Exercise instructions: Produce an exact transcript of all the records.
/---
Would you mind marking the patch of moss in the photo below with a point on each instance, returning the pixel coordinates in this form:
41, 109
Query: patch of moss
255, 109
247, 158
\---
Exercise solution:
Would you mind marking the patch of moss in the photo below with a point on each instance, returning the pixel coordinates in this form:
41, 109
Query: patch of moss
255, 109
247, 158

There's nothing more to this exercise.